• _EXERCISE INSTRUCTIONS_:
Every line must be returned precisely as it is written.

• _RECORDS TO USE_:

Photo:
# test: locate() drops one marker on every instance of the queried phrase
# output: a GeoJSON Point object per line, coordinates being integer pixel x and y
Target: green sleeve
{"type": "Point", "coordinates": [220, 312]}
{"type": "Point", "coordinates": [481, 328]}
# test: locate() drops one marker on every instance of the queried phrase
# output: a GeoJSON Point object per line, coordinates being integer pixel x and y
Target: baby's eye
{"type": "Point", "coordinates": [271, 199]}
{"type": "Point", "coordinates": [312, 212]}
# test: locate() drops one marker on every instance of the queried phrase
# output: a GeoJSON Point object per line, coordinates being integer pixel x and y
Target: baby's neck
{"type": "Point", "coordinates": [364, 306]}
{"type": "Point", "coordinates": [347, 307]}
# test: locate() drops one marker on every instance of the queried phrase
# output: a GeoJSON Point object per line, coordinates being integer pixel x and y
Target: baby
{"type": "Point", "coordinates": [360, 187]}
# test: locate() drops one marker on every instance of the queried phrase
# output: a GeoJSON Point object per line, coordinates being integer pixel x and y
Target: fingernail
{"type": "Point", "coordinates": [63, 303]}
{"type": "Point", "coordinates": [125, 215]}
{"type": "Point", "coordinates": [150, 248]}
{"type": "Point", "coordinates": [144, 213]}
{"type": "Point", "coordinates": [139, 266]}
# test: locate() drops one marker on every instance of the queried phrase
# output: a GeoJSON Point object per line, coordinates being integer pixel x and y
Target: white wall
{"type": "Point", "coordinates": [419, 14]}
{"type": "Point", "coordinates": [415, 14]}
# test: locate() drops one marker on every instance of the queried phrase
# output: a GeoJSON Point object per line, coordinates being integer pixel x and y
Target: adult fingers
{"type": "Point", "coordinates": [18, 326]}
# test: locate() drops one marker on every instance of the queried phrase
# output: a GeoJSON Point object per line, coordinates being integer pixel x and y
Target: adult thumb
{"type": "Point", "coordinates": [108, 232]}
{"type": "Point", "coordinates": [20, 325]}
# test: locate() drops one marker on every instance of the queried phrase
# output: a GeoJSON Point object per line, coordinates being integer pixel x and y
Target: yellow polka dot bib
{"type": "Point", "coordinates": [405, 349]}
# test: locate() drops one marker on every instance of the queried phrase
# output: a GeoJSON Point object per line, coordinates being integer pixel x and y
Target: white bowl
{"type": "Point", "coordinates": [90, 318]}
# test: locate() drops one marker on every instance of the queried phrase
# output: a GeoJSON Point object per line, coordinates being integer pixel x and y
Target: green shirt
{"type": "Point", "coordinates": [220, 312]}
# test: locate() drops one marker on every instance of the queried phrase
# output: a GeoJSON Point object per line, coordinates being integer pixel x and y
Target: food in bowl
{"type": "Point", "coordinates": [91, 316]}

• _TASK ANSWER_:
Photo:
# test: locate() drops one marker on every instance of the queried phrase
# output: a GeoJSON Point object per line, coordinates being integer pixel x and y
Target: green sleeve
{"type": "Point", "coordinates": [220, 312]}
{"type": "Point", "coordinates": [481, 328]}
# test: locate() drops one marker on every instance of the queried phrase
# output: a GeoJSON Point object per line, coordinates being integer pixel x and y
Target: baby's eye
{"type": "Point", "coordinates": [271, 199]}
{"type": "Point", "coordinates": [312, 212]}
# test: locate() drops one marker on every instance of the queried phrase
# output: a GeoJSON Point object per line, coordinates being integer pixel x and y
Target: baby's neck
{"type": "Point", "coordinates": [364, 306]}
{"type": "Point", "coordinates": [347, 307]}
# test: locate() drops one marker on every instance of the queried phrase
# output: a GeoJSON Point object per line, coordinates being integer pixel x and y
Target: baby
{"type": "Point", "coordinates": [360, 187]}
# test: locate() drops one marker on every instance of the queried phrase
# output: a GeoJSON Point object per line, coordinates being integer pixel x and y
Target: fingernail
{"type": "Point", "coordinates": [63, 303]}
{"type": "Point", "coordinates": [125, 215]}
{"type": "Point", "coordinates": [150, 248]}
{"type": "Point", "coordinates": [144, 213]}
{"type": "Point", "coordinates": [139, 266]}
# test: locate() drops one marker on every instance of the queried phrase
# output: a GeoJSON Point object per line, coordinates being integer pixel x and y
Target: white wall
{"type": "Point", "coordinates": [419, 14]}
{"type": "Point", "coordinates": [415, 14]}
# test: locate() drops one marker on every instance of the queried phrase
# output: a GeoJSON Point object per line, coordinates being integer pixel x and y
Target: adult fingers
{"type": "Point", "coordinates": [18, 326]}
# test: locate() drops one marker on every instance of the queried phrase
# output: a GeoJSON Point object per line, coordinates being integer pixel x and y
Target: adult thumb
{"type": "Point", "coordinates": [108, 232]}
{"type": "Point", "coordinates": [20, 325]}
# test: locate() drops one marker on every instance of the queried phrase
# output: a GeoJSON Point object per line, coordinates being integer pixel x and y
Target: yellow polka dot bib
{"type": "Point", "coordinates": [405, 349]}
# test: locate() drops one marker on every instance of the queried phrase
# output: a GeoJSON Point object per line, coordinates being integer pixel x and y
Target: white bowl
{"type": "Point", "coordinates": [90, 318]}
# test: locate() drops one marker on every instance of the queried phrase
# output: a GeoJSON Point object per line, coordinates being integer pixel x and y
Target: green shirt
{"type": "Point", "coordinates": [220, 312]}
# test: locate() drops one marker on every instance of the queried phrase
# output: a GeoJSON Point object per line, coordinates being integer pixel x and y
Target: food in bowl
{"type": "Point", "coordinates": [91, 316]}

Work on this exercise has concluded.